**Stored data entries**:

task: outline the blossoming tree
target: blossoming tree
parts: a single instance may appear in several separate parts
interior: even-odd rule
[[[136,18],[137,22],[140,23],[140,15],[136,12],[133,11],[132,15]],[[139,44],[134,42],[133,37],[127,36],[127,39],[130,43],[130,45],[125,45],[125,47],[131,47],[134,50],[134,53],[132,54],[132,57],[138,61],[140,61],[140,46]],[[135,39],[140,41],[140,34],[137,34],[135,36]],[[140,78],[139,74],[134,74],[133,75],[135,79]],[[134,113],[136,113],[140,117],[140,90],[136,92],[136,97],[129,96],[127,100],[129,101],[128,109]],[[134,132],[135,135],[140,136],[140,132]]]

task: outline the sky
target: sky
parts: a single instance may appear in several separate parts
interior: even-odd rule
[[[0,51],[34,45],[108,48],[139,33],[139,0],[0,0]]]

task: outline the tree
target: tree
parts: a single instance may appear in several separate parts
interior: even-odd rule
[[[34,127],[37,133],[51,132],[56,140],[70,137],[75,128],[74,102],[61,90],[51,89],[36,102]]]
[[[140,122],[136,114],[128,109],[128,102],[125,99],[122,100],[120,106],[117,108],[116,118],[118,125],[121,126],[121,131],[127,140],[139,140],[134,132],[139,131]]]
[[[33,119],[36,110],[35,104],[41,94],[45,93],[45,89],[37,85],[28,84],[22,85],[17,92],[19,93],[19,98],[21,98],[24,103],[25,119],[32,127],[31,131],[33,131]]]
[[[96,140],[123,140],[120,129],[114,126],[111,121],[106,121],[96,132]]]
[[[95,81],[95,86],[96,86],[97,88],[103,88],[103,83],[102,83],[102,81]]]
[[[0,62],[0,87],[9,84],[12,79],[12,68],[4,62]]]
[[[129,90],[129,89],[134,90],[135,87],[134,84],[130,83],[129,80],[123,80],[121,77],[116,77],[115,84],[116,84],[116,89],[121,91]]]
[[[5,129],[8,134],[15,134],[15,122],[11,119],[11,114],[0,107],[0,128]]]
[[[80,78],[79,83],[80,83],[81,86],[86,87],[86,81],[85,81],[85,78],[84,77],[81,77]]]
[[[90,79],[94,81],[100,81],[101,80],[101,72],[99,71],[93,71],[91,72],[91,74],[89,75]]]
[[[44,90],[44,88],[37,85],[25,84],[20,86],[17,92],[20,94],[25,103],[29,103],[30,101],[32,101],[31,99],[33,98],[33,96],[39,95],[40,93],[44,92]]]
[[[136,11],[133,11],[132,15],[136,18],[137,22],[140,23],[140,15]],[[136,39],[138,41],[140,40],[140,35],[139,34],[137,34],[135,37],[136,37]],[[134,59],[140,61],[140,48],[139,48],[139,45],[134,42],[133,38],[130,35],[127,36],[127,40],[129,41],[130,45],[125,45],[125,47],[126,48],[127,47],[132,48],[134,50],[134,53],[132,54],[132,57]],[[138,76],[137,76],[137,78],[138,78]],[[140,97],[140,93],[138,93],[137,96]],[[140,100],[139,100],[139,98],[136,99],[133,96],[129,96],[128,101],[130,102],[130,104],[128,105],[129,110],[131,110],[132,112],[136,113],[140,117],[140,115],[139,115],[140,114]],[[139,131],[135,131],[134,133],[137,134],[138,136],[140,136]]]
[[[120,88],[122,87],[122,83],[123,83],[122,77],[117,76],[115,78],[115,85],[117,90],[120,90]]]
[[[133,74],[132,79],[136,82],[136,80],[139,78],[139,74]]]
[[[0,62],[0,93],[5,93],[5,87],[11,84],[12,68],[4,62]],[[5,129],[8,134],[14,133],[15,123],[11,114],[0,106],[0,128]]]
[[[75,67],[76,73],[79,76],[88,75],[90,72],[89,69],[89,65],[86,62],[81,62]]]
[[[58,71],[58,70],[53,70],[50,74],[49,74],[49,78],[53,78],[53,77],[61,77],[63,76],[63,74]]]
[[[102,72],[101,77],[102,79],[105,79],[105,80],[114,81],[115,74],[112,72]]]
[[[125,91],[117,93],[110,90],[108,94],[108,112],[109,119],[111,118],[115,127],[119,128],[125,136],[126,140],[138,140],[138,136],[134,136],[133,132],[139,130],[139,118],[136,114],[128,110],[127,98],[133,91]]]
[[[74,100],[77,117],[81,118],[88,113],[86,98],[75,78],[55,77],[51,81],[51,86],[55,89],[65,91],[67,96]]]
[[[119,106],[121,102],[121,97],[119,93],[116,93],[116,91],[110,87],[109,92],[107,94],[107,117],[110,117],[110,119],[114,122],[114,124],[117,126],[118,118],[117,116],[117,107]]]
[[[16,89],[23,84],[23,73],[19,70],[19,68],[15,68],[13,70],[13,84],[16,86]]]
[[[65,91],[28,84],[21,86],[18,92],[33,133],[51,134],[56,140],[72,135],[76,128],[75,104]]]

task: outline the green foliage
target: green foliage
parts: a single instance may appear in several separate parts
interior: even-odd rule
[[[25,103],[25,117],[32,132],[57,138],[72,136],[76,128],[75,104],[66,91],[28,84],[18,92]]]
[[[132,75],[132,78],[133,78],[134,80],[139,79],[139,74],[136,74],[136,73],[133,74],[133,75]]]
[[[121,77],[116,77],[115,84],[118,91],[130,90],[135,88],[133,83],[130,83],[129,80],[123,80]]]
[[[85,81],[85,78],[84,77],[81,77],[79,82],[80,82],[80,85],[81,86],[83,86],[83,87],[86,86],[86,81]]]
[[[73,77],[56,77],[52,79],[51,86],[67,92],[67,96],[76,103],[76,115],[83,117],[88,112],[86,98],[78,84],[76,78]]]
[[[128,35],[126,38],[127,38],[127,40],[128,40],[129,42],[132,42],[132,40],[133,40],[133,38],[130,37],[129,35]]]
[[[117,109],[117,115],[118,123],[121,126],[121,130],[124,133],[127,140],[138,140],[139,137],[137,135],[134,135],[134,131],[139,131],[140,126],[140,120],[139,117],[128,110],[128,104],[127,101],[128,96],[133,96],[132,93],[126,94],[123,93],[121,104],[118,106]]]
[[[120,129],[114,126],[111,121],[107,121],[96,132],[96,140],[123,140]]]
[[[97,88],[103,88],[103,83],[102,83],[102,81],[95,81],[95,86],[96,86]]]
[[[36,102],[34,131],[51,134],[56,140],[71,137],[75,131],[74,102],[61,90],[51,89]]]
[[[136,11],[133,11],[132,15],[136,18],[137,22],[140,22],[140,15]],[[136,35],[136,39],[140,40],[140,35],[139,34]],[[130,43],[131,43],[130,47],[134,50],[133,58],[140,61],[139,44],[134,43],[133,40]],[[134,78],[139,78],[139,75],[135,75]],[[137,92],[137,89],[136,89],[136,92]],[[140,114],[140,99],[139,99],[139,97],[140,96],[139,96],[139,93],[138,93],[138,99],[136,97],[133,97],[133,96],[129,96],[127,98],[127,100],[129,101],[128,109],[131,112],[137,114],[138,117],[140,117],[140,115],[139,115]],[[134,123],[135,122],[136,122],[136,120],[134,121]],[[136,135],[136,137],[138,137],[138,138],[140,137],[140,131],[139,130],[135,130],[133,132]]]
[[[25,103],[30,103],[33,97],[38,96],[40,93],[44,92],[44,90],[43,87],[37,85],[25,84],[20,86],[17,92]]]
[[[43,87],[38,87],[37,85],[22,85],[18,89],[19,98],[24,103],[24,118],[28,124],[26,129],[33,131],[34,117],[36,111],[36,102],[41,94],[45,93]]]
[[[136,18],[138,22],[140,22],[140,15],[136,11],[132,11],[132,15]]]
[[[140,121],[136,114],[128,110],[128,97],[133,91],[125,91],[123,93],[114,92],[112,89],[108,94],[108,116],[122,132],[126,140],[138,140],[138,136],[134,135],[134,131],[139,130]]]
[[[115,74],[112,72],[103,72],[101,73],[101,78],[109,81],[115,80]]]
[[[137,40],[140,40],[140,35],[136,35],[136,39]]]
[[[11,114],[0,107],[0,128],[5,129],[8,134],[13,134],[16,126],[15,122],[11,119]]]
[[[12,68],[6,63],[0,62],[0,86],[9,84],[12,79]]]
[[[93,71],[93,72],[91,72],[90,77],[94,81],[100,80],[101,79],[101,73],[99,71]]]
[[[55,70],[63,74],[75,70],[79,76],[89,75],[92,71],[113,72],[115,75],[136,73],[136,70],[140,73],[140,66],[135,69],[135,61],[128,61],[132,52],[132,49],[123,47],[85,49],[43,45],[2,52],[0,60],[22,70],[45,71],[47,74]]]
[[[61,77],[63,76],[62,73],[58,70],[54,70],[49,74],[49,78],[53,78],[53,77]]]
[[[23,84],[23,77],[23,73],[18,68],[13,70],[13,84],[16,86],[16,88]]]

**EXERCISE OBJECTIVE**: In the records above, some lines may contain the word "blossoming"; copy every one of them.

**REPLY TO THE EXERCISE**:
task: outline the blossoming tree
target: blossoming tree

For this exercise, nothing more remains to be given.